**PROBLEM DETAILS**
Output the lines as a Markdown table with the columns "Row" and "Text", starting with the line that contains "Practice step: locate the rusty" and going on through the end of the records, leaving out any blank lines.

**DATA FOR THIS EXERCISE**
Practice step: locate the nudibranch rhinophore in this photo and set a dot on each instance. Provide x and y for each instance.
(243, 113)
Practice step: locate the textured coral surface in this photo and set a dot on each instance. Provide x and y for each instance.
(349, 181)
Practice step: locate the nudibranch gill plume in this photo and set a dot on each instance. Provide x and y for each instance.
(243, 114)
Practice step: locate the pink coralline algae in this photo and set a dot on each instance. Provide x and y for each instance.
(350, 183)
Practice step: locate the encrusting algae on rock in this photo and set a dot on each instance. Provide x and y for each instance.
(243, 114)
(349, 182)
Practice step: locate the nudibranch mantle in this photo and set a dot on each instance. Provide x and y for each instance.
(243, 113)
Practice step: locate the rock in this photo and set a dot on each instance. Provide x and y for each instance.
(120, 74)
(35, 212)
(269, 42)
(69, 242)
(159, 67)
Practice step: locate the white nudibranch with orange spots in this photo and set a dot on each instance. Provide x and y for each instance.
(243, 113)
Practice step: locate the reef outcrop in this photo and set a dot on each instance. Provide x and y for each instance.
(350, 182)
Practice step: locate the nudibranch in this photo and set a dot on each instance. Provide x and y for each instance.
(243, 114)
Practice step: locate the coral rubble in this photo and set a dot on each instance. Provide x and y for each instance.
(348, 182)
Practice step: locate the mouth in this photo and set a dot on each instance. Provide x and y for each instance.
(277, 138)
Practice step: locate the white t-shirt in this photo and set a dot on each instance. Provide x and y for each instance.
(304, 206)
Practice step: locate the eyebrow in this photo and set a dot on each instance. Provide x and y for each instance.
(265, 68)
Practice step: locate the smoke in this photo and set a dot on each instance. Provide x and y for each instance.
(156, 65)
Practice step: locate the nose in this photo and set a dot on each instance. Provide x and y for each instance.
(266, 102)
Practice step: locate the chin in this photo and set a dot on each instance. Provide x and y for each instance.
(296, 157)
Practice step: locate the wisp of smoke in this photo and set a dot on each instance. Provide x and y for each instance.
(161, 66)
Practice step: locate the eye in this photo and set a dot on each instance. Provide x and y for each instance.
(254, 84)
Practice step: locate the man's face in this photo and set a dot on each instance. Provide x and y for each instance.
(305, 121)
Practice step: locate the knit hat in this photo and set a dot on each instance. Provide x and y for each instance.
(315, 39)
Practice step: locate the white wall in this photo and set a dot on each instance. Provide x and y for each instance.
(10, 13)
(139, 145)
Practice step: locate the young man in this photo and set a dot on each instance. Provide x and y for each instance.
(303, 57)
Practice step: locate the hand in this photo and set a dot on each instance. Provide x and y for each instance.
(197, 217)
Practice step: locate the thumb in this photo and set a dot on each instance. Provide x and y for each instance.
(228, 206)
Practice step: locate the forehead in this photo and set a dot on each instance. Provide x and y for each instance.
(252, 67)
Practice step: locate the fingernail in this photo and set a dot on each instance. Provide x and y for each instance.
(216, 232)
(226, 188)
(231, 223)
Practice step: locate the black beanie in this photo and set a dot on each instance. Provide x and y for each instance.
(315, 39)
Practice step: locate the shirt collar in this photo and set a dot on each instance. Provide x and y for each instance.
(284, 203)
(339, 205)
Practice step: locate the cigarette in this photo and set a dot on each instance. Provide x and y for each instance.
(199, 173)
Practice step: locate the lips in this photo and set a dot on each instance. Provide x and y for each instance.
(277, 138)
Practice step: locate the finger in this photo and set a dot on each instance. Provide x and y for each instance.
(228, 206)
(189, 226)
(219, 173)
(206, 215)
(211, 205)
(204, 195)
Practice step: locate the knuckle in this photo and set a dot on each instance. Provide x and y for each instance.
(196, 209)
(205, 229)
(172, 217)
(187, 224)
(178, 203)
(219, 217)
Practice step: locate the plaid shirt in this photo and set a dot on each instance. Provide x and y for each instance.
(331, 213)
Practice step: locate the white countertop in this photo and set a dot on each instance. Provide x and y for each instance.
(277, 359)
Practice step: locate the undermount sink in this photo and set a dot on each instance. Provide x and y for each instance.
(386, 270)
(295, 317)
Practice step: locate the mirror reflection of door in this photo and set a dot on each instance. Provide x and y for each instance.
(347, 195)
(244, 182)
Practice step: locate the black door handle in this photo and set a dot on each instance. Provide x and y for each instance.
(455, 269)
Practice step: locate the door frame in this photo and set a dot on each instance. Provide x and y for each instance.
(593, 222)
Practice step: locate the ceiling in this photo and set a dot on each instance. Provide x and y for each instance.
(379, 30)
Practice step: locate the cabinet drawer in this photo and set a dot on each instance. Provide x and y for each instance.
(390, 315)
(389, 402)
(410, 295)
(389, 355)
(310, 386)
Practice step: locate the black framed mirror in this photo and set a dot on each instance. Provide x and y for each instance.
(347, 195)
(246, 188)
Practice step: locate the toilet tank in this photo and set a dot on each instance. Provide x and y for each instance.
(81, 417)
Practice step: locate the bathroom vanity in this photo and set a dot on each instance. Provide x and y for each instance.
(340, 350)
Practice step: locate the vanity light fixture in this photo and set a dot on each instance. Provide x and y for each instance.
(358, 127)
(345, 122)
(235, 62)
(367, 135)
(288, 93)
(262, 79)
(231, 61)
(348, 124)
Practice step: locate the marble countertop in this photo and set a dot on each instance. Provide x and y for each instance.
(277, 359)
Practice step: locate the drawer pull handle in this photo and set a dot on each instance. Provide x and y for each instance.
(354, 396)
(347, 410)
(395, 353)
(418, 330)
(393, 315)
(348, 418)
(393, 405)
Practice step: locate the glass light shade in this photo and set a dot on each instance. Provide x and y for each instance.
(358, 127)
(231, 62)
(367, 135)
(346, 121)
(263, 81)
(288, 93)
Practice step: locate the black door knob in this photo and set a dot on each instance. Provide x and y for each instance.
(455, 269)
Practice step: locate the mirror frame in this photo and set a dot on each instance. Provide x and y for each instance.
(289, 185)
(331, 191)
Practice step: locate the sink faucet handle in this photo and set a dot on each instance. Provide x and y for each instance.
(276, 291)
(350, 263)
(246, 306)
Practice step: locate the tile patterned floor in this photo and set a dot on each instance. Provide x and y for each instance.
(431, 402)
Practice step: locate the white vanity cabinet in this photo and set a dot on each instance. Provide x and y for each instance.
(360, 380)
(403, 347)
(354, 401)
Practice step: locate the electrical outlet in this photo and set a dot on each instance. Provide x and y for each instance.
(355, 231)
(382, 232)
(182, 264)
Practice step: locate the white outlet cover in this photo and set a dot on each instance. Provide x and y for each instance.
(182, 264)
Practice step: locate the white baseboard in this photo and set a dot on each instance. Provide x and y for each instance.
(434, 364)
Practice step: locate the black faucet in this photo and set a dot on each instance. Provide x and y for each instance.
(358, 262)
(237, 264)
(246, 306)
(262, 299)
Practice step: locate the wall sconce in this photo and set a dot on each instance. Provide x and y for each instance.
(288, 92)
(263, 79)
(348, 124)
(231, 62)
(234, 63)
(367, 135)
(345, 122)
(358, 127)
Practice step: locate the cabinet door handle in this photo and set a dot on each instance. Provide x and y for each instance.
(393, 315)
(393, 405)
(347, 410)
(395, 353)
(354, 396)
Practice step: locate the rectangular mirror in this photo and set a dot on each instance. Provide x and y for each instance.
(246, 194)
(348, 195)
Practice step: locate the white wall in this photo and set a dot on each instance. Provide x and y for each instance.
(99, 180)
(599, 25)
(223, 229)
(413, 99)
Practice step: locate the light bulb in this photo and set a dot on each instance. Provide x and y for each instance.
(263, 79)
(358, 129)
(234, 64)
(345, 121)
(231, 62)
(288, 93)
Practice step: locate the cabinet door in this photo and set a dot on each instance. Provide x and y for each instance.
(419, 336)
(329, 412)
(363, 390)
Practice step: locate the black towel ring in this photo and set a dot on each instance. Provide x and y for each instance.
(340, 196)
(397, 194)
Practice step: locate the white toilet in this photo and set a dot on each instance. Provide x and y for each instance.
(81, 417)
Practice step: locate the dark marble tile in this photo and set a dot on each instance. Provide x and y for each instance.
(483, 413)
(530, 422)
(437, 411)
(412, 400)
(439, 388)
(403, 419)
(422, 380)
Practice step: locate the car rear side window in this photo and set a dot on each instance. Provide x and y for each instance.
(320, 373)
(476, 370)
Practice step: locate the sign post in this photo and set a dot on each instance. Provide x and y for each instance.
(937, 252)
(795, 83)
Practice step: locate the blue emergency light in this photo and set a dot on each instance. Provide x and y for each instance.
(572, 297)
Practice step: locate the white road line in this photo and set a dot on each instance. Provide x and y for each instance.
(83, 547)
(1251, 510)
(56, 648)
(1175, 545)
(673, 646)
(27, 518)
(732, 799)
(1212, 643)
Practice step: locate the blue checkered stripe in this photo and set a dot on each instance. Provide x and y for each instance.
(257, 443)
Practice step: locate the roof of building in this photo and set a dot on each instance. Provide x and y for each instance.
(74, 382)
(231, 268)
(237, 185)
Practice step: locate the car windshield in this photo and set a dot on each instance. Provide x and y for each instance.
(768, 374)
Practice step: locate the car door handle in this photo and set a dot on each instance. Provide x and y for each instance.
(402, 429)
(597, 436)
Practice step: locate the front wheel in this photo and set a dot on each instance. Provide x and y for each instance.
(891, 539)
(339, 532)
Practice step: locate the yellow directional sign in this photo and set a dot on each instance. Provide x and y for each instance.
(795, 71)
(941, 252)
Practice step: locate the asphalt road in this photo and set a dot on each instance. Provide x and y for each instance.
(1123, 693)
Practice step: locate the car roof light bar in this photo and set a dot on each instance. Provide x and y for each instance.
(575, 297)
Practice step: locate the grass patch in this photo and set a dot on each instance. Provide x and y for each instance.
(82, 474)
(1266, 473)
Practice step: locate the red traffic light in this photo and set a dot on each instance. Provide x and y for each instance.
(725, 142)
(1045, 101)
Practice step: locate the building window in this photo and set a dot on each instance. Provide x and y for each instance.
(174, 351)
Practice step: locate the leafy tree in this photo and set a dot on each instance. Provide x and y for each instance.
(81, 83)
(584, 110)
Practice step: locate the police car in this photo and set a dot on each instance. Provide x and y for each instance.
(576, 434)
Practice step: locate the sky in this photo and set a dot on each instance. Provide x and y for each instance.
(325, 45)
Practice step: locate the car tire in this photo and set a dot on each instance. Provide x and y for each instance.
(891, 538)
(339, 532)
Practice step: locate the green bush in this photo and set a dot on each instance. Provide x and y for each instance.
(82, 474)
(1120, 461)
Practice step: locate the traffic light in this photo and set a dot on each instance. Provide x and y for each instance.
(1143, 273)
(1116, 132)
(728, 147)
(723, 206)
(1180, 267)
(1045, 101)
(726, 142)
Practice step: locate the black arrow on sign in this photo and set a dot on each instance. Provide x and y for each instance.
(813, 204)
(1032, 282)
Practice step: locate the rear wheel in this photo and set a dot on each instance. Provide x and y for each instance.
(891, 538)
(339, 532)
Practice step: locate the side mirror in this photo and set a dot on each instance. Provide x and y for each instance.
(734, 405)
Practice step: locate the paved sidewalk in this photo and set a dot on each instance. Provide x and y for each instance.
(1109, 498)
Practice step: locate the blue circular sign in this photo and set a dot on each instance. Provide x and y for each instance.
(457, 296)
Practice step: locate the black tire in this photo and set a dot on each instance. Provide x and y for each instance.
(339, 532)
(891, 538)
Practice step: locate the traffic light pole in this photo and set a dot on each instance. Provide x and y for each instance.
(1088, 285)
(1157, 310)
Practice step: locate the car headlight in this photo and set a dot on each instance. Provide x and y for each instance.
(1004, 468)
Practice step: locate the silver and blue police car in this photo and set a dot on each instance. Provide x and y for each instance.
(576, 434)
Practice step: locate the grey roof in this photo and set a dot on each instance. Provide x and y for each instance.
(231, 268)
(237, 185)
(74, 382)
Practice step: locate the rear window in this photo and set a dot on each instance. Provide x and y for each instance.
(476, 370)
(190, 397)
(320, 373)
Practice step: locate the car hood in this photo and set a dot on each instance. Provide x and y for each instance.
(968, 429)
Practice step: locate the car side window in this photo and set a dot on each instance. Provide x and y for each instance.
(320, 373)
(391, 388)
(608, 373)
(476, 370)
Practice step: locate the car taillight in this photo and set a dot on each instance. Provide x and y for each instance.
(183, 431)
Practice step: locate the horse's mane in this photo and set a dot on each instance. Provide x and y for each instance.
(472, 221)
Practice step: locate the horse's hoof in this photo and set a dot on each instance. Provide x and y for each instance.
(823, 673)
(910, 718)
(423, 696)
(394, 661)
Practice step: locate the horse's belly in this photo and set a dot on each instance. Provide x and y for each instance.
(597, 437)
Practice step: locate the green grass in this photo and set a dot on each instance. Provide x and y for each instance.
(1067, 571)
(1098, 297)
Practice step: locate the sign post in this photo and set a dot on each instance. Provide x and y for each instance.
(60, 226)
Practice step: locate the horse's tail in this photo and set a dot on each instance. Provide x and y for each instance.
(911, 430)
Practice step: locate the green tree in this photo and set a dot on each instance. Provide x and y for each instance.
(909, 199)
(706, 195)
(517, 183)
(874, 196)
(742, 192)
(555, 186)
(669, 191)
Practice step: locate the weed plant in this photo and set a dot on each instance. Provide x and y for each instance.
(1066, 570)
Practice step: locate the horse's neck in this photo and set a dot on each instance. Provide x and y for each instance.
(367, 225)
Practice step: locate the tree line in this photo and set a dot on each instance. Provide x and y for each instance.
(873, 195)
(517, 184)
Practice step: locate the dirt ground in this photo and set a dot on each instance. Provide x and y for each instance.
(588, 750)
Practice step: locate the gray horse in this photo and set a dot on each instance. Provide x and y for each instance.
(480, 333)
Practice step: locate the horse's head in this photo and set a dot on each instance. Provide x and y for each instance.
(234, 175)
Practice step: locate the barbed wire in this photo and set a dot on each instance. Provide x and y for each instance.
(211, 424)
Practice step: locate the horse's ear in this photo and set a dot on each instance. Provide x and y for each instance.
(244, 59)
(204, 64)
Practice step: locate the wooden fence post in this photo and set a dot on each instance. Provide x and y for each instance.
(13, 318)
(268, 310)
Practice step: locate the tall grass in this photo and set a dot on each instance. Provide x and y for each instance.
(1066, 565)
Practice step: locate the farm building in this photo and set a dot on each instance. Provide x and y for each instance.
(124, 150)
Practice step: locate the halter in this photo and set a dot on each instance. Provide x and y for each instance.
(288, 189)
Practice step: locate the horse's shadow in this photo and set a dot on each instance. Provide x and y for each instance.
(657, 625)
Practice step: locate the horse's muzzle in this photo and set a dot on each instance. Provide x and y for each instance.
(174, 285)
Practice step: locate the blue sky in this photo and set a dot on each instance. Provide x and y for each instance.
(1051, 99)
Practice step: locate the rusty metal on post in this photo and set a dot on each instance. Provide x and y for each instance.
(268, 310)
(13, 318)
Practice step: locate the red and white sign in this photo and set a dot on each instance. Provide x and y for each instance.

**ANSWER IN FULL**
| Row | Text |
|---|---|
| 1 | Practice step: locate the rusty metal on post in this photo and set a dot on each instance. Provide x and y for each instance. |
| 2 | (268, 310) |
| 3 | (13, 318) |
| 4 | Practice step: locate the red and white sign in this photo and set a dot on each instance. Provide x and y for each instance. |